### Excerpted passage

I am trying to model domain in logic (first order logic or some of modal logics) and I have variable which is degree and not true-false variable. There can be different conclusions depending on the degree of this variable. How to model such variable? If v ir degree variable and n degrees are possible, then v can be modelled by introduction of n propositional variables v1=true <= v=1, v2=true <= v=2 and so on. Additional constraints (axioms) should be introducted - e.g. only one variable from v1, ..., vn can be true.

Introduction of additional variables is not good, because: 1) it increases complexity; 2) it is not extendable in simple manner.

The question is - maybe there is some syntactic sugar available for degrees, or maybe special logics are already available for handing degrees of even variables whose domain is set of natural numbers?

### Given material
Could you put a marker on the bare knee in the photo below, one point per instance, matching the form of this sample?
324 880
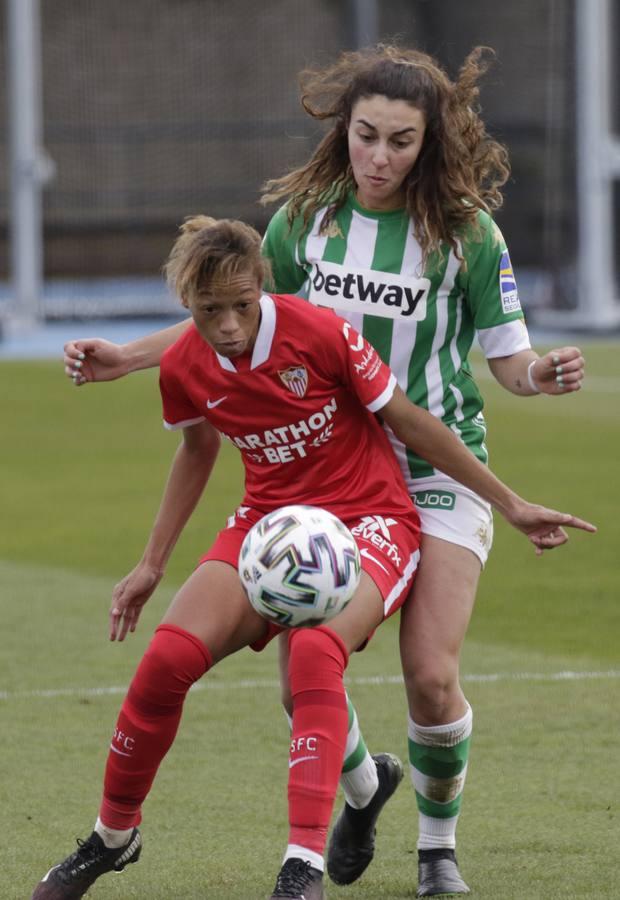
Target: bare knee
434 693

### Set problem
In the forum question about modeling a degree variable in logic, why does the writer reject the approach of introducing n propositional variables v1 through vn? Answer in one to three sentences.

### Complete response
The writer rejects it because introducing the additional variables increases complexity. The approach also cannot be extended in a simple manner.